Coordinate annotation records
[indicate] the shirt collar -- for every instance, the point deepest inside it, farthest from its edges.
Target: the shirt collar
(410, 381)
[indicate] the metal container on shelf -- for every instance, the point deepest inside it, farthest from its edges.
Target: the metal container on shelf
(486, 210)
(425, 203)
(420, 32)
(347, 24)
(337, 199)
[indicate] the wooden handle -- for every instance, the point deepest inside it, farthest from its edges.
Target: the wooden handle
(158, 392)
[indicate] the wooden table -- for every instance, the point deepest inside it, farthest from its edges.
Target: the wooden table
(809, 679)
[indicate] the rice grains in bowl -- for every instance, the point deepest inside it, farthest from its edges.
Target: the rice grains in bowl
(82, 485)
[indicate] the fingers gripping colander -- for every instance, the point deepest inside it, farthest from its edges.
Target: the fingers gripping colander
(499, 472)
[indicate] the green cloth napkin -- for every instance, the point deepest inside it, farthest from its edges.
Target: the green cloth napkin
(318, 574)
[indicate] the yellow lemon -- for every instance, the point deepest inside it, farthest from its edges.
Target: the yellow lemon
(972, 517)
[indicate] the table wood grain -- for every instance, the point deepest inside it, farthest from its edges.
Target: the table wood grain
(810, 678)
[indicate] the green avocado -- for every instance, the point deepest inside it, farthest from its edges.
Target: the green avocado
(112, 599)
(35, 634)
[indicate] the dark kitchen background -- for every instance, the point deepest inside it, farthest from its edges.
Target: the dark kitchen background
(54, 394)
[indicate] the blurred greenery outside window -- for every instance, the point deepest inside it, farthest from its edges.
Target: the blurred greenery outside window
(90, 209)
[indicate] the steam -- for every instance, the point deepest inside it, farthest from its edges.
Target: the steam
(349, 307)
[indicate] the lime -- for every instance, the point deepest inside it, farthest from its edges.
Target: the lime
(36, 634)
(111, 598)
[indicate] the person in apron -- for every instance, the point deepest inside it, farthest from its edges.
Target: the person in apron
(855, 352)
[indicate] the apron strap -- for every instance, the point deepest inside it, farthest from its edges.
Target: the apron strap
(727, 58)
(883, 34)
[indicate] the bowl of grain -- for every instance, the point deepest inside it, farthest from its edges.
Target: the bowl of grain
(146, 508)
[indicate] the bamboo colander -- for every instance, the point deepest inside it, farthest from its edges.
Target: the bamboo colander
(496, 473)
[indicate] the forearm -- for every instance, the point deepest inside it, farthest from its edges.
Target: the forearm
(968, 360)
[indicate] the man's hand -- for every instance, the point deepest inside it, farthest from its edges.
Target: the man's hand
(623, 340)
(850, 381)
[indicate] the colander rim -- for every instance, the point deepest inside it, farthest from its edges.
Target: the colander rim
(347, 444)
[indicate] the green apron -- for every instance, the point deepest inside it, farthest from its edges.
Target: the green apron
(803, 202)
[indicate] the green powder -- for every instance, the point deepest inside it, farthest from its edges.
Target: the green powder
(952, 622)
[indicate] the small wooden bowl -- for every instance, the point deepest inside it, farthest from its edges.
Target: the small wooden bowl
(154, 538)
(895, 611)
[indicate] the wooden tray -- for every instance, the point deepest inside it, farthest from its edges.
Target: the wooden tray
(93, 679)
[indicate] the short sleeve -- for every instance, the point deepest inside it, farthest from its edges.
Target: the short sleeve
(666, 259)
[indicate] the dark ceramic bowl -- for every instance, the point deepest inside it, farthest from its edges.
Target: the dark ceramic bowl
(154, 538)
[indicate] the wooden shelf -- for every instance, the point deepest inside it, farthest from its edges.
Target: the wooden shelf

* What is expected
Every record should be given again exactly.

* Task result
[indicate] the shirt collar -- for every instance, the point deepest inside it, farthest from its edges.
Target: the shirt collar
(410, 381)
[indicate] the metal container on shelf -- for every instance, the point deepest inside it, farthest from its edges.
Target: the metal container on shelf
(486, 210)
(425, 203)
(420, 32)
(347, 24)
(337, 199)
[indicate] the wooden handle -- for every instance, the point deepest inside it, farthest from its edges.
Target: the wooden handle
(158, 392)
[indicate] the wooden table -- for every instance, the point deepest inside it, farthest from its edges.
Target: the wooden table
(809, 679)
[indicate] the rice grains in bowl -- for every instance, the point deepest inside it, farthest from its edges.
Target: the rice grains in bowl
(82, 485)
[indicate] the fingers gripping colander -- for every instance, the point deepest inside it, farthest from its edges.
Target: the fingers gripping colander
(499, 472)
[indicate] the green cloth napkin -- for every instance, the point deepest inside it, farthest from its edges.
Target: the green cloth napkin
(318, 574)
[indicate] the yellow lemon -- for every instance, the point deepest inside it, farthest from its edges.
Target: the yellow lemon
(972, 517)
[indicate] the table wood grain -- for every instance, the point deepest inside it, farthest from its edges.
Target: the table wood grain
(810, 678)
[indicate] the green avocado -- for every instance, the point deepest inside it, farthest from its edges.
Target: the green avocado
(112, 599)
(35, 634)
[indicate] the dark kitchen background -- for every instance, the point deepest inside it, farthest from its edges.
Target: the dark kitchen background
(54, 394)
[indicate] the blurred greenery outside window -- for every instance, the point deepest inside it, farthest from its edges.
Target: the blurred greenery outside window
(90, 209)
[indicate] the steam -- for every instance, the point deepest inside it, farthest from its edges.
Target: the steam
(349, 307)
[indicate] the lime -- for every instance, the point deepest inside it, farthest from its edges.
Target: the lime
(36, 634)
(111, 598)
[indicate] the person in apron -- for every instance, the point deepest inside it, farthest from its edges.
Target: the person in apron
(855, 352)
[indicate] the apron strap -- for every instance, the point deepest inside it, farthest from its edges.
Target: the apron strap
(727, 58)
(883, 34)
[indicate] the bowl of grain -- for every instance, the point deepest inside it, farthest from its edges.
Target: the bowl of grain
(146, 508)
[indicate] the bamboo colander -- for every instance, the point deepest inside it, farthest from its edges.
Target: the bamboo colander
(496, 473)
[indicate] the forearm -- for every instance, the point deepest inside it, farthest from its edges.
Target: the forearm
(968, 360)
[indicate] the man's hand -- for every instance, the point deepest inside it, farthest from its edges.
Target: the man's hand
(623, 340)
(850, 381)
[indicate] the colander rim -- for every instance, the point deepest inside it, farthest from its edges.
Target: the colander rim
(347, 444)
[indicate] the green apron -- for every instance, the point deepest inside it, farthest from its edges.
Target: the green apron
(803, 202)
[indicate] the green powder -- for every instance, the point deepest inside it, farthest from its edges.
Target: the green powder
(952, 622)
[indicate] the small wooden bowl -- for every instance, the point deepest inside it, farthest from its edges.
Target: the small wooden bowl
(154, 538)
(895, 611)
[indicate] the wooden tray -- for every instance, the point deepest inside it, farthest from its edges.
Target: the wooden tray
(93, 679)
[indicate] the short sleeve -- for every instance, the point deepest inside it, farthest from its edges.
Target: the short sleeve
(666, 259)
[indicate] the dark ceramic bowl -- for every instance, the point deepest inside it, farthest from its edges.
Target: the dark ceramic bowl
(154, 538)
[indicate] the wooden shelf -- for every instance, the point deepest inside it, farthest from its edges.
Target: the wooden shelf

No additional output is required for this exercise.